§ **Work item**
Beginning with the line that contains "Each instance receives one keypoint. Mark the concrete ground", print each line to the end of the data exactly. Omit the pictures.

§ **Records for this exercise**
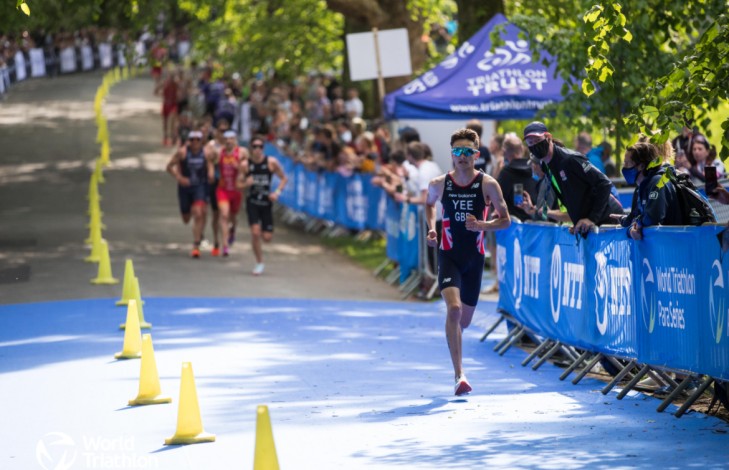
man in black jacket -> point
(583, 190)
(516, 171)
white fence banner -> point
(183, 49)
(105, 57)
(68, 60)
(87, 58)
(37, 63)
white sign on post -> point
(20, 72)
(37, 62)
(394, 50)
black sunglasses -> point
(467, 151)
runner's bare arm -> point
(244, 179)
(435, 193)
(210, 164)
(173, 166)
(276, 169)
(492, 192)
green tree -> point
(640, 67)
(290, 37)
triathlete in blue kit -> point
(465, 194)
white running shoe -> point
(462, 386)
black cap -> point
(535, 128)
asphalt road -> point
(47, 150)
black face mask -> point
(540, 149)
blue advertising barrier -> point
(662, 301)
(355, 203)
(352, 202)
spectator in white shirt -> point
(353, 106)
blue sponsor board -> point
(663, 300)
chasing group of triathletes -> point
(211, 168)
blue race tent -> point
(474, 82)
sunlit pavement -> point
(348, 384)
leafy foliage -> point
(251, 36)
(643, 66)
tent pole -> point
(380, 79)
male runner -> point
(465, 194)
(228, 195)
(258, 171)
(192, 167)
(213, 147)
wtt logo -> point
(717, 313)
(648, 296)
(526, 275)
(566, 282)
(612, 289)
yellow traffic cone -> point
(105, 152)
(94, 222)
(96, 240)
(99, 171)
(265, 456)
(101, 134)
(150, 392)
(93, 188)
(128, 287)
(137, 295)
(189, 424)
(132, 347)
(104, 274)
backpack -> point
(695, 209)
(721, 395)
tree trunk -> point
(473, 14)
(386, 14)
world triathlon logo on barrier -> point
(648, 296)
(613, 284)
(517, 289)
(555, 282)
(717, 312)
(501, 260)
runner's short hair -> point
(467, 134)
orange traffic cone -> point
(136, 295)
(189, 424)
(150, 392)
(104, 274)
(265, 456)
(132, 347)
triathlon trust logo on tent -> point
(514, 53)
(648, 296)
(717, 312)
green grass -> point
(369, 254)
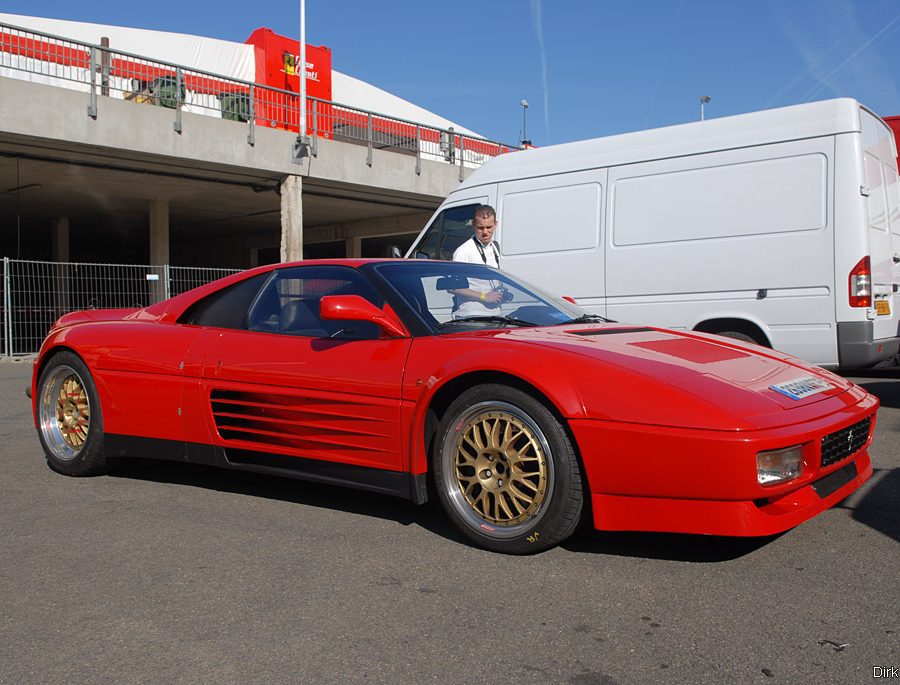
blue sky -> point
(588, 68)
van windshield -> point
(448, 231)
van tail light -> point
(861, 284)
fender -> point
(424, 377)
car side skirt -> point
(397, 483)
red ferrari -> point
(529, 413)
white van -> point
(781, 227)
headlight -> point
(778, 466)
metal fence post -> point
(418, 150)
(7, 322)
(369, 139)
(251, 135)
(92, 108)
(104, 67)
(178, 99)
(315, 136)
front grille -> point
(843, 443)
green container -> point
(165, 90)
(235, 106)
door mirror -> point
(356, 308)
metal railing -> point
(36, 294)
(102, 72)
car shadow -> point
(700, 549)
(430, 516)
(878, 508)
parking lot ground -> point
(171, 573)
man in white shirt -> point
(481, 298)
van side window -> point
(448, 231)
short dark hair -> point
(485, 212)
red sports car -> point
(528, 412)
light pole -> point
(525, 140)
(301, 145)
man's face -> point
(484, 228)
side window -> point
(289, 303)
(447, 232)
(226, 308)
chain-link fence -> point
(36, 294)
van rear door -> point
(881, 182)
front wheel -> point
(506, 471)
(70, 423)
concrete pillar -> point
(159, 247)
(354, 247)
(159, 231)
(59, 249)
(292, 219)
(59, 239)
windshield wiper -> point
(587, 318)
(488, 319)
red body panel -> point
(894, 123)
(667, 425)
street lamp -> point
(525, 140)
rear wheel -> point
(70, 422)
(506, 472)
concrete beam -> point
(392, 225)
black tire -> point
(737, 335)
(506, 472)
(70, 421)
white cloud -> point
(841, 58)
(537, 17)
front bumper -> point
(652, 478)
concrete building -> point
(87, 175)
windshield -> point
(453, 296)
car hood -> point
(692, 379)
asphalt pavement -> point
(171, 573)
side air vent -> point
(313, 426)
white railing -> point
(102, 72)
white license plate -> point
(799, 388)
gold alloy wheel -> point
(73, 412)
(65, 412)
(501, 467)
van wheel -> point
(506, 471)
(737, 335)
(70, 423)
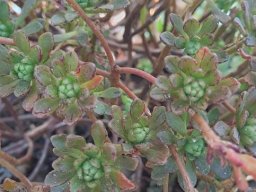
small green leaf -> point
(46, 43)
(209, 25)
(45, 106)
(43, 75)
(217, 12)
(58, 141)
(126, 162)
(191, 27)
(22, 42)
(160, 171)
(58, 19)
(55, 178)
(99, 133)
(137, 109)
(71, 61)
(110, 93)
(177, 23)
(166, 137)
(222, 129)
(167, 38)
(176, 123)
(30, 98)
(75, 141)
(33, 27)
(202, 166)
(72, 113)
(22, 88)
(157, 118)
(4, 11)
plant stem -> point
(6, 41)
(138, 72)
(187, 182)
(166, 183)
(160, 60)
(93, 27)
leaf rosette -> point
(83, 166)
(195, 82)
(66, 88)
(18, 64)
(140, 131)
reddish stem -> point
(96, 32)
(139, 73)
(6, 41)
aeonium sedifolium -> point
(195, 82)
(139, 131)
(17, 66)
(245, 118)
(195, 145)
(66, 88)
(6, 25)
(83, 166)
(193, 35)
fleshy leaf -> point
(33, 27)
(177, 23)
(109, 93)
(45, 106)
(177, 123)
(191, 27)
(93, 83)
(71, 61)
(126, 162)
(30, 98)
(72, 113)
(158, 117)
(99, 133)
(22, 88)
(43, 75)
(137, 109)
(55, 178)
(209, 25)
(4, 11)
(160, 171)
(46, 43)
(22, 42)
(167, 38)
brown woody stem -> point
(96, 32)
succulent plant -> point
(17, 66)
(195, 145)
(83, 166)
(194, 82)
(66, 86)
(248, 132)
(245, 118)
(139, 131)
(6, 26)
(193, 35)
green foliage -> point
(83, 166)
(194, 82)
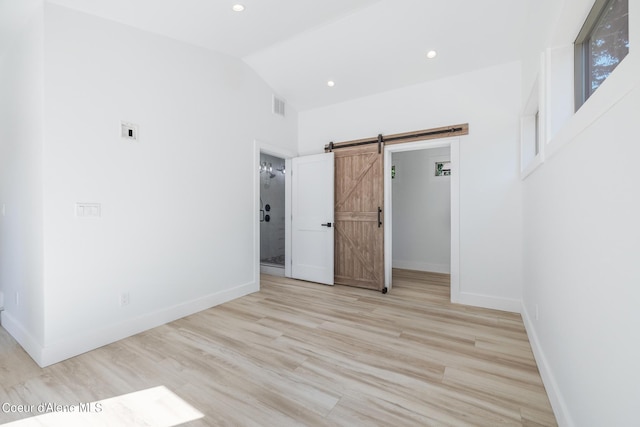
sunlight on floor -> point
(156, 406)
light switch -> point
(88, 210)
(129, 131)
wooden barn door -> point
(359, 233)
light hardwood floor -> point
(299, 353)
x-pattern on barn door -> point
(359, 233)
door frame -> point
(283, 153)
(454, 144)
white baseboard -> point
(422, 266)
(555, 397)
(81, 343)
(273, 271)
(487, 301)
(22, 336)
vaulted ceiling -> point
(364, 46)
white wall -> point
(21, 127)
(177, 224)
(421, 211)
(581, 249)
(490, 191)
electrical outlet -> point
(124, 299)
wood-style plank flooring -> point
(299, 353)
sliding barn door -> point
(359, 233)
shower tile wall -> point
(272, 240)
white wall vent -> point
(278, 106)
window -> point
(602, 43)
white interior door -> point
(312, 207)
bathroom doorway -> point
(272, 214)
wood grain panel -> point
(359, 240)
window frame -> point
(581, 48)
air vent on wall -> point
(278, 106)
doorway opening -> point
(262, 176)
(430, 232)
(272, 214)
(421, 209)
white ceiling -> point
(365, 46)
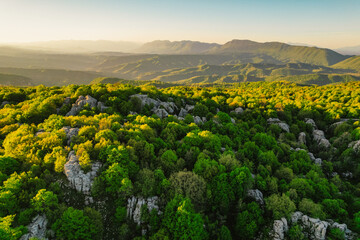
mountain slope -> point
(281, 51)
(14, 80)
(177, 47)
(350, 63)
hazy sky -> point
(326, 23)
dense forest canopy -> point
(116, 161)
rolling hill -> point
(350, 63)
(14, 80)
(281, 51)
(177, 47)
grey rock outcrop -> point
(316, 229)
(311, 122)
(70, 133)
(280, 227)
(78, 179)
(198, 120)
(183, 113)
(302, 138)
(355, 145)
(134, 207)
(37, 228)
(282, 125)
(256, 195)
(80, 103)
(319, 137)
(161, 113)
(238, 110)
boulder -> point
(134, 207)
(80, 103)
(183, 113)
(70, 133)
(256, 195)
(101, 106)
(316, 227)
(284, 126)
(319, 137)
(302, 138)
(311, 122)
(280, 227)
(37, 228)
(161, 113)
(78, 179)
(355, 145)
(198, 120)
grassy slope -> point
(350, 63)
(14, 80)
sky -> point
(324, 23)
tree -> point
(280, 206)
(73, 224)
(44, 201)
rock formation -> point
(37, 228)
(282, 125)
(256, 195)
(78, 179)
(80, 103)
(319, 137)
(134, 207)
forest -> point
(261, 160)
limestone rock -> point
(198, 120)
(70, 133)
(183, 113)
(101, 106)
(316, 227)
(80, 103)
(319, 137)
(134, 207)
(282, 125)
(161, 113)
(279, 228)
(37, 228)
(355, 145)
(311, 122)
(189, 108)
(78, 179)
(302, 138)
(257, 195)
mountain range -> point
(184, 62)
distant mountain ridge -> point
(279, 51)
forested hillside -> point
(113, 161)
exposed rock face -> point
(37, 228)
(319, 137)
(161, 113)
(311, 122)
(101, 106)
(238, 110)
(317, 161)
(280, 227)
(78, 179)
(80, 103)
(135, 204)
(316, 227)
(183, 112)
(355, 145)
(162, 109)
(282, 125)
(302, 138)
(70, 133)
(198, 120)
(257, 195)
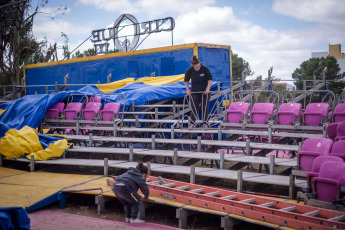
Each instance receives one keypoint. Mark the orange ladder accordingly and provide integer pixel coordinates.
(283, 213)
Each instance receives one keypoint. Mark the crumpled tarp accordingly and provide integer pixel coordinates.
(30, 110)
(26, 142)
(14, 218)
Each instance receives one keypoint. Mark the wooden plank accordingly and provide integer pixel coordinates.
(199, 171)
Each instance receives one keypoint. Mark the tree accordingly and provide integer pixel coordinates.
(22, 48)
(85, 53)
(238, 65)
(314, 67)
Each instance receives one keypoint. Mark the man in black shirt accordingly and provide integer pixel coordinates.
(201, 83)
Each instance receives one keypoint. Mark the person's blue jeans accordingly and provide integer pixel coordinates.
(129, 198)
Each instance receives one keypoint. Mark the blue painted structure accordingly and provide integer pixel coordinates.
(164, 61)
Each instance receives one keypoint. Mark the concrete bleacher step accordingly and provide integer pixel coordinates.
(179, 169)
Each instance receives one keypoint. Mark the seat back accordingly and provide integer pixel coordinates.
(338, 149)
(91, 110)
(340, 131)
(331, 130)
(73, 110)
(55, 111)
(110, 111)
(97, 99)
(288, 113)
(339, 113)
(327, 190)
(322, 146)
(237, 110)
(315, 113)
(261, 112)
(318, 161)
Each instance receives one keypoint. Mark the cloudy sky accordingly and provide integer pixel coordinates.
(278, 33)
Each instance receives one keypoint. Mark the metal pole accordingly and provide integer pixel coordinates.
(32, 163)
(192, 174)
(131, 153)
(175, 160)
(106, 167)
(221, 162)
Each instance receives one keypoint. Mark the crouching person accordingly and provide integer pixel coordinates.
(126, 190)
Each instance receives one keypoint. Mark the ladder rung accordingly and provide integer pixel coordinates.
(231, 197)
(269, 204)
(213, 193)
(153, 182)
(169, 185)
(337, 218)
(250, 200)
(185, 187)
(313, 213)
(199, 190)
(288, 209)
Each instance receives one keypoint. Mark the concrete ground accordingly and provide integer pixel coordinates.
(46, 220)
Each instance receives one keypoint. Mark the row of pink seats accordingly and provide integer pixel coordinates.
(92, 111)
(288, 113)
(314, 147)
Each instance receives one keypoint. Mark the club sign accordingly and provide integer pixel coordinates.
(101, 37)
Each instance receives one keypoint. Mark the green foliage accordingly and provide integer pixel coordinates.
(24, 48)
(238, 65)
(314, 67)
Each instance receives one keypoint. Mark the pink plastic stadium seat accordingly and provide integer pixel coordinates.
(237, 111)
(338, 149)
(315, 113)
(110, 111)
(340, 131)
(73, 110)
(327, 185)
(339, 113)
(92, 110)
(55, 111)
(312, 148)
(331, 130)
(97, 99)
(289, 113)
(317, 165)
(262, 112)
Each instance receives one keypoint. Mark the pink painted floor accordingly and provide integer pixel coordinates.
(50, 220)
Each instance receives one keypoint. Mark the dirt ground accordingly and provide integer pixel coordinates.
(84, 205)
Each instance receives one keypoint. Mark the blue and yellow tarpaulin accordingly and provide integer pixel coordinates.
(30, 110)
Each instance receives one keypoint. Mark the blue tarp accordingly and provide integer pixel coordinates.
(30, 110)
(14, 218)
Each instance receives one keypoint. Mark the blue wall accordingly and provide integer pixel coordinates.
(162, 63)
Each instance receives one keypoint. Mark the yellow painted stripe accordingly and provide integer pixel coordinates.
(129, 53)
(134, 197)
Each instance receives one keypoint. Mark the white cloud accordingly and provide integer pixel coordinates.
(329, 11)
(54, 11)
(52, 29)
(152, 8)
(262, 48)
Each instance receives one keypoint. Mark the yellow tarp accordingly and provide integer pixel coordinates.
(161, 80)
(19, 143)
(106, 88)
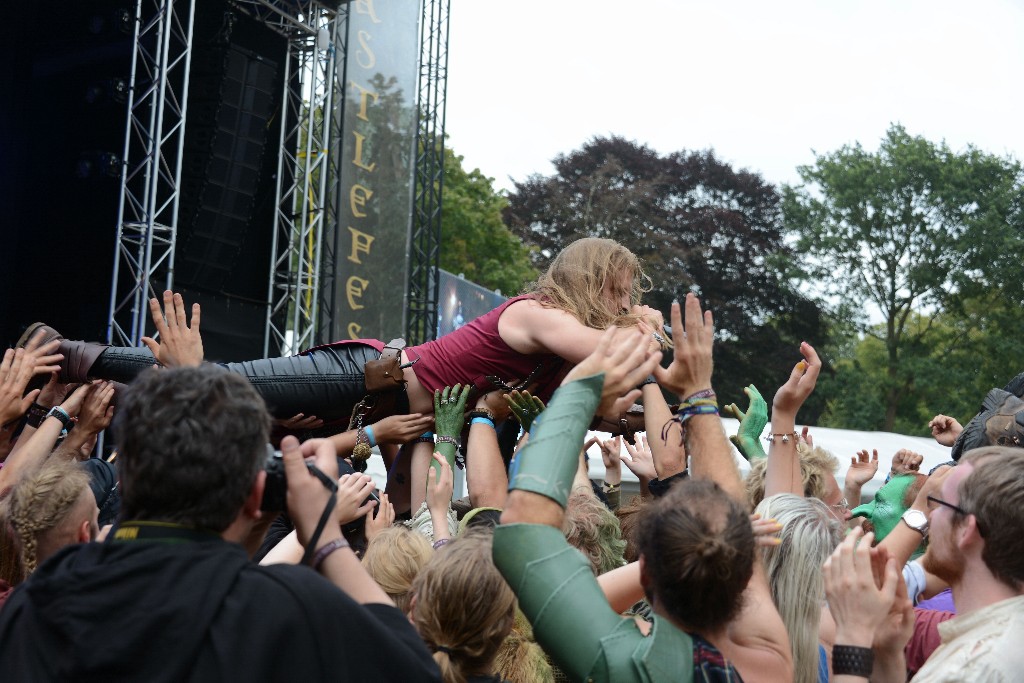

§ **Task output**
Each instance receives one keypoint. Mark the concrete ground accordingly and provide integer pixel coordinates.
(46, 220)
Each instance receives one keypoint. Mark the row of pink seats accordingly and provide integer pixel coordinates.
(92, 111)
(288, 113)
(314, 147)
Each instance receives one keypoint. Mark the club sign accordingly and provide integer pixel coordinates.
(101, 37)
Each instance receives one keypoint. Mark the green foliage accordingly and provide integer pixel coordinates.
(24, 48)
(238, 65)
(314, 67)
Each instance receives one keypoint. Mark the pink plastic stadium seat accordingly and provide integer pixel coordinates.
(237, 111)
(338, 149)
(315, 113)
(110, 111)
(340, 131)
(73, 110)
(327, 185)
(339, 113)
(92, 110)
(55, 111)
(312, 148)
(331, 130)
(97, 99)
(289, 113)
(317, 165)
(262, 112)
Each instance receives one keypoint. Mark the pink painted floor accordingly and provide integer pixel coordinates.
(50, 220)
Each instance receives one keypoint. Mark the dirt ground accordingly and provide integer pixel coordinates.
(84, 205)
Each instance receives one keypoint. Mark the blue and yellow tarpaulin accordingly and provide integer pixel coordinates.
(30, 110)
Each instance receives one keypoint. Mark the blue tarp accordingly and provide integer pixel coordinates.
(30, 110)
(14, 218)
Each instance receives one keypoint. Mark the blue wall accordingly and provide integer pixel coordinates.
(162, 63)
Each instance receives one keypoint. Mark the yellow painted stripe accordingly and provide integer pixel coordinates.
(129, 53)
(134, 197)
Each instance receives one keypoint. Mark the white cloud accordingly and provide integer pixel coordinates.
(329, 11)
(54, 11)
(52, 29)
(152, 8)
(262, 48)
Each instance receives one keypoint. Mark the yellow tarp accordingly and provide integer pixel coordinates.
(161, 80)
(19, 143)
(106, 88)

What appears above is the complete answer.